Quote the material word for word, starting at its first line and ending at the line that contains "negative clicks: (1169, 965) (1212, 842)", with both of those lines included.

(Beginning of Supplied material)

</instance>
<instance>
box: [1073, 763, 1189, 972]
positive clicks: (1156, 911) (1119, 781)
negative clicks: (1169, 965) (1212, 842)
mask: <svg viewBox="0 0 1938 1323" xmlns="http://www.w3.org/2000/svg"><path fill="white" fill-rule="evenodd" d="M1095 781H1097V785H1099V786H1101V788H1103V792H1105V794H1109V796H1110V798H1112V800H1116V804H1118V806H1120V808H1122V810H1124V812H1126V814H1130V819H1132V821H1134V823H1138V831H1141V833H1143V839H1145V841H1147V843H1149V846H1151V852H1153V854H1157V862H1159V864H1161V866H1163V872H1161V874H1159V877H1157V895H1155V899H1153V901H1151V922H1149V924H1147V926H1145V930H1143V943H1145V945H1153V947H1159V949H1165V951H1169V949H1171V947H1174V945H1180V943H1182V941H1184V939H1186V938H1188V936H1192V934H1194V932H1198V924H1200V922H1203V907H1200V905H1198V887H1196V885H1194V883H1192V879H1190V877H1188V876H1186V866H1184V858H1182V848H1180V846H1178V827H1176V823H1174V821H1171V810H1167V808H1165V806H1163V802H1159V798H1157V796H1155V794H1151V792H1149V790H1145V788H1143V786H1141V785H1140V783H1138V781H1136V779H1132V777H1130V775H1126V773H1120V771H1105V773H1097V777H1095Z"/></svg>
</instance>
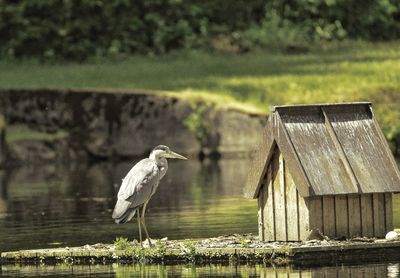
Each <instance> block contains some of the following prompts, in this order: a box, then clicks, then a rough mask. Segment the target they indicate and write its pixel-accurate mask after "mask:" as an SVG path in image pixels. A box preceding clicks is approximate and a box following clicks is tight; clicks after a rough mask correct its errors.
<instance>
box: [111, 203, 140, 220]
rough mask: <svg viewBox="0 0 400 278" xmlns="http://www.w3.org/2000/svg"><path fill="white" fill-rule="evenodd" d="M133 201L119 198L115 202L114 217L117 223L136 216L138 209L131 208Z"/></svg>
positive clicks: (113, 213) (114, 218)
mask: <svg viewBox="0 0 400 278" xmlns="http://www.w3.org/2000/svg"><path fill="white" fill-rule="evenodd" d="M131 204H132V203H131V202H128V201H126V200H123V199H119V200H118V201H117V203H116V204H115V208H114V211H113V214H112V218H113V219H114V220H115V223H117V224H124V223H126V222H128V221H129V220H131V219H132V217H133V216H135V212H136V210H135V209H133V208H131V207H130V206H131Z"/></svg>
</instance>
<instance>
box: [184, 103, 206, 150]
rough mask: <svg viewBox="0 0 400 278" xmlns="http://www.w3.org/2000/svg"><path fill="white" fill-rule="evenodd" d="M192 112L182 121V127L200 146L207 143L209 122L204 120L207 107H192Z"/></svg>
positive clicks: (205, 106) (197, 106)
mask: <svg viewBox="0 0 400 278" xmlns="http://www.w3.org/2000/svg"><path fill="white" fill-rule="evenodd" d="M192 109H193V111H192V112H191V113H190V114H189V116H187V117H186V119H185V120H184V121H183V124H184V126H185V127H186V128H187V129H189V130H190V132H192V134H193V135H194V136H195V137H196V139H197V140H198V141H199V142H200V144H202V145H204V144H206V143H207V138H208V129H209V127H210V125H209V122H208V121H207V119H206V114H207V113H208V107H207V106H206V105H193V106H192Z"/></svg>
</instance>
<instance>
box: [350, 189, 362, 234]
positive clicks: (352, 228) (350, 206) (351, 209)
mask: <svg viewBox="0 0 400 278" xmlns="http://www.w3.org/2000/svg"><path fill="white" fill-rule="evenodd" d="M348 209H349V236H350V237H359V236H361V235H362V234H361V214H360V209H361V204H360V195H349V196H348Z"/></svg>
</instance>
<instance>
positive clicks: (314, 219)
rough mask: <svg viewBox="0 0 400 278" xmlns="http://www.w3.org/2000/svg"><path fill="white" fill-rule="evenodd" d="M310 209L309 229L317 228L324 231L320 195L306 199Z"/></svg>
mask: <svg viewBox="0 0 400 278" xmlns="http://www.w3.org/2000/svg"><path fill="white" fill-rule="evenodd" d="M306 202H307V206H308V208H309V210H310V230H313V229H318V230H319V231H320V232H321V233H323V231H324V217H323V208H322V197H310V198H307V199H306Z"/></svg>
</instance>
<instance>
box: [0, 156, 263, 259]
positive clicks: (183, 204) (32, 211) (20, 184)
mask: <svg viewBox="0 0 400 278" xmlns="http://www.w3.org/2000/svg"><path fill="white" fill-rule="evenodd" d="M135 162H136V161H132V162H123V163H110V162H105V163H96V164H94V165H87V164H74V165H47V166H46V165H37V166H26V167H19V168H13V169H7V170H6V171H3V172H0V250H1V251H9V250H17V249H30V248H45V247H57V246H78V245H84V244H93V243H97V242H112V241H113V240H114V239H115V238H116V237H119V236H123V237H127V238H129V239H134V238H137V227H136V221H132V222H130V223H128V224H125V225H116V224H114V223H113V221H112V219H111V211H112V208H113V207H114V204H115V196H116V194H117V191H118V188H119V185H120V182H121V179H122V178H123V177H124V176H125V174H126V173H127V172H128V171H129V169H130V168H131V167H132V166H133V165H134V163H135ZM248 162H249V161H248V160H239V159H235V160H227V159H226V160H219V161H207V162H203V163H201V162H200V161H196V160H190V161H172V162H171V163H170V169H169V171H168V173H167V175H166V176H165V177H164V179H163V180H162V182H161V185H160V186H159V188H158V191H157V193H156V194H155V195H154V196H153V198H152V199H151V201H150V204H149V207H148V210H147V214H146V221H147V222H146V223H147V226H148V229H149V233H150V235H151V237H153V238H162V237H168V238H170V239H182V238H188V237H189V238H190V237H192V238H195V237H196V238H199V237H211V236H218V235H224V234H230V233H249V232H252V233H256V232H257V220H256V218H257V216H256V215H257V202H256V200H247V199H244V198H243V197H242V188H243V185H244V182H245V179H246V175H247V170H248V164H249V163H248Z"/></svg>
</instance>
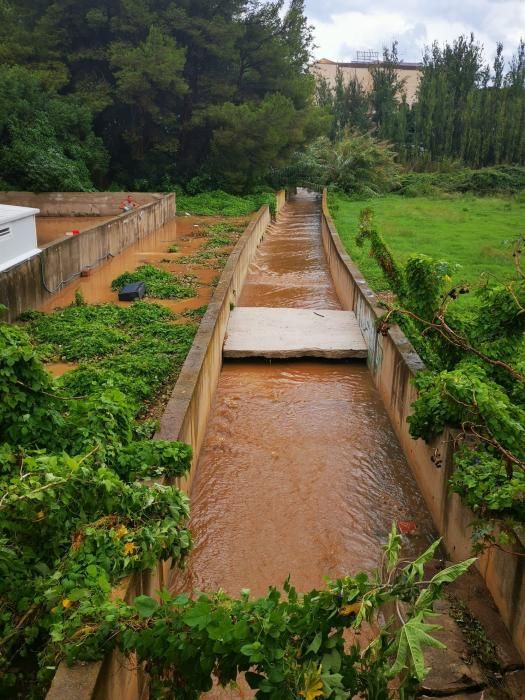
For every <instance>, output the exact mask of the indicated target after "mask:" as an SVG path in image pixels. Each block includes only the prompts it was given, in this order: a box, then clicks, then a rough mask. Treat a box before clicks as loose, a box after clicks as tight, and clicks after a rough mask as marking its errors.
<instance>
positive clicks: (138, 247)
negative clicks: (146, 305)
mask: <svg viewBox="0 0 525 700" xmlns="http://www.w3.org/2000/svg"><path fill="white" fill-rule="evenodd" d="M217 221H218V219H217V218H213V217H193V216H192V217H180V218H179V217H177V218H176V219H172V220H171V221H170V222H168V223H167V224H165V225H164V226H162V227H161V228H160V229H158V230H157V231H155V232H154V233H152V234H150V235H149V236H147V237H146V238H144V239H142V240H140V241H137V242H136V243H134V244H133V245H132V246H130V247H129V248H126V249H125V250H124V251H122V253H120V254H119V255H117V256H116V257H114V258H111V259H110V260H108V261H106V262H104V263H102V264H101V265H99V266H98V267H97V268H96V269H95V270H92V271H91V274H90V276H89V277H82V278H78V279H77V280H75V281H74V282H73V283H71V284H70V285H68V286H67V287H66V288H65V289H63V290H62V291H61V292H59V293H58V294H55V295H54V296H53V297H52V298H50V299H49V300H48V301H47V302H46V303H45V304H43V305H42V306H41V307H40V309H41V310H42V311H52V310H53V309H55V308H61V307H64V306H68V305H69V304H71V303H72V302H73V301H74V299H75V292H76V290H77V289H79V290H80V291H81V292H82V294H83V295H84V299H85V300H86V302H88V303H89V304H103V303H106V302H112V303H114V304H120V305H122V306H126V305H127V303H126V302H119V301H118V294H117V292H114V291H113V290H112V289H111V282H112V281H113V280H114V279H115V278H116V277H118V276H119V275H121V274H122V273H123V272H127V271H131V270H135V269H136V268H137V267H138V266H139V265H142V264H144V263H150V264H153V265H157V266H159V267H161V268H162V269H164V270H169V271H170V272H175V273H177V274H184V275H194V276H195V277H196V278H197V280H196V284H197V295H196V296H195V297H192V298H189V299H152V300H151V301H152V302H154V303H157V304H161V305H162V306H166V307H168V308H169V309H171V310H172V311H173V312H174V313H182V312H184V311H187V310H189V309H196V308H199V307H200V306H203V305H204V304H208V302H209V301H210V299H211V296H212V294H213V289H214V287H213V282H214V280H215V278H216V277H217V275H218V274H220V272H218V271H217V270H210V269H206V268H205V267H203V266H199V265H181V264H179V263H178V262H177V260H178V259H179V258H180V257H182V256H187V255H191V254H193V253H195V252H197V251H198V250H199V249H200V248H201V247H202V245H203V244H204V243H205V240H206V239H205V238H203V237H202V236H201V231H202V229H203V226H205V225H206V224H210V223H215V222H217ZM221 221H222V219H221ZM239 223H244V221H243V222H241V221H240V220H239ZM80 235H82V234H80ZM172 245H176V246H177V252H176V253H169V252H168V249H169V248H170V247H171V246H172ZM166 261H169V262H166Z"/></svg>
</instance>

(End of Supplied material)

» Final answer:
</instance>
<instance>
box: [1073, 763, 1189, 972]
positive clicks: (1156, 911) (1119, 781)
negative clicks: (1169, 965) (1212, 842)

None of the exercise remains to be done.